▶ **THE TASK**:
Write out every line of the material below, requests included, with each point coordinate in the recorded points shifted up by 85. Leave the pictures out.

++++ ENTRIES SHOWN

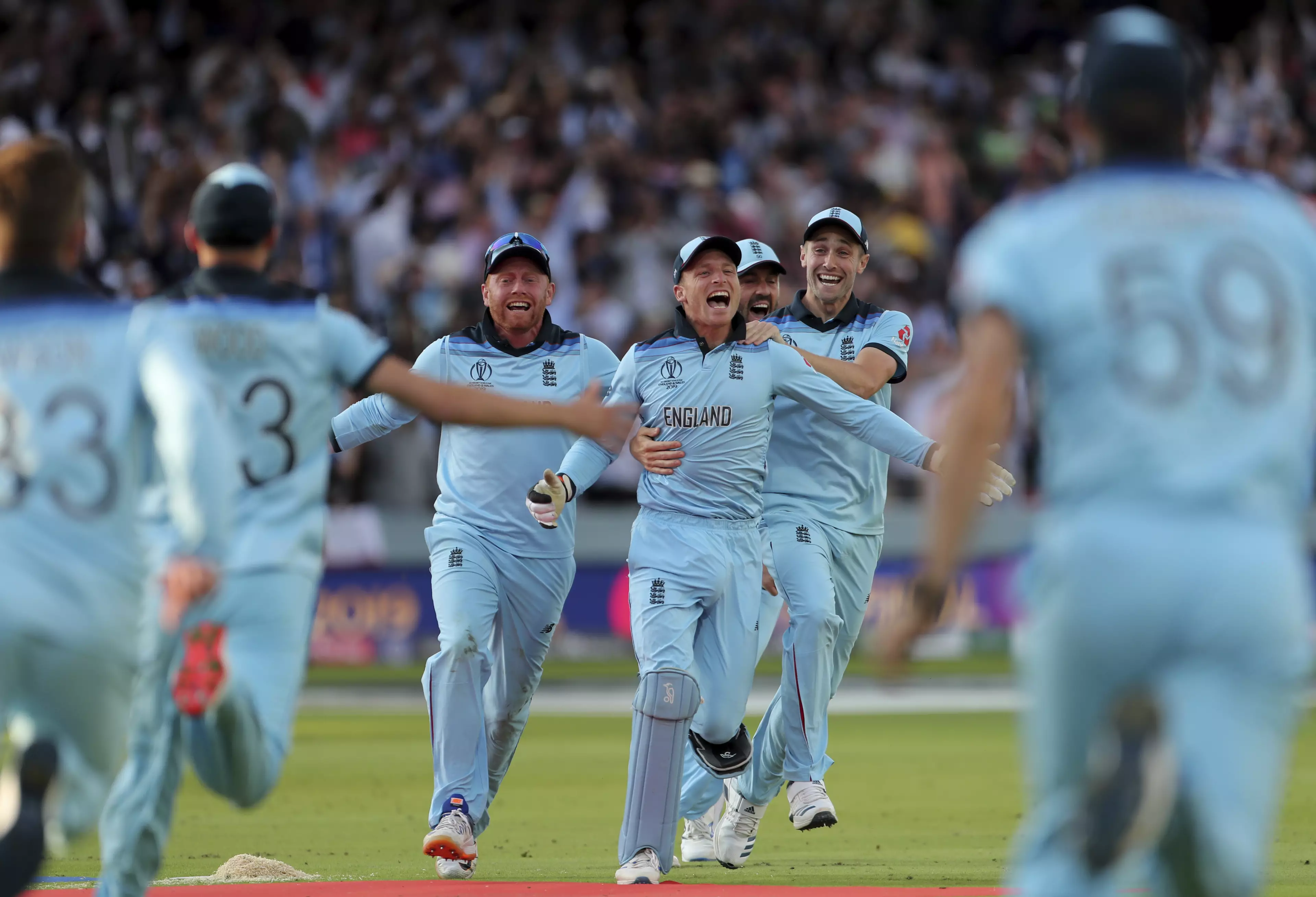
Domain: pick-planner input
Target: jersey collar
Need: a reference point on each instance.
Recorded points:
(849, 311)
(686, 330)
(549, 332)
(19, 282)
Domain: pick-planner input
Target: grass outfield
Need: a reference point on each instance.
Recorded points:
(924, 800)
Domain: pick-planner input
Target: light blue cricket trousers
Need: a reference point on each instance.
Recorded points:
(1213, 615)
(497, 613)
(700, 789)
(239, 750)
(826, 576)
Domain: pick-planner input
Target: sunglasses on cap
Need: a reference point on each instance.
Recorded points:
(516, 244)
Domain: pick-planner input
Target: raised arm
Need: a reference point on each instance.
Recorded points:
(462, 405)
(794, 379)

++++++++

▶ **THE SOLUTION**:
Domain: pick-planner input
Target: jersey collar
Need: a reference point on each instance.
Recorded points:
(934, 396)
(771, 415)
(634, 417)
(104, 367)
Domain: pick-planner input
Target: grass outfield
Need: a reference point on each instance.
Recorded points:
(1009, 885)
Domain: pick-planner input
Target: light blue cricket trousers
Need: a reference point on each instance.
Recorded points:
(1298, 700)
(582, 698)
(785, 874)
(324, 835)
(911, 661)
Domain: pick-planner input
Target: sunglasses on cap
Need: a reference point on each instance.
Recorded points:
(601, 329)
Domain: pick-planner input
Target: raised arm
Need: a reference point on each instance.
Recorded points:
(547, 490)
(879, 464)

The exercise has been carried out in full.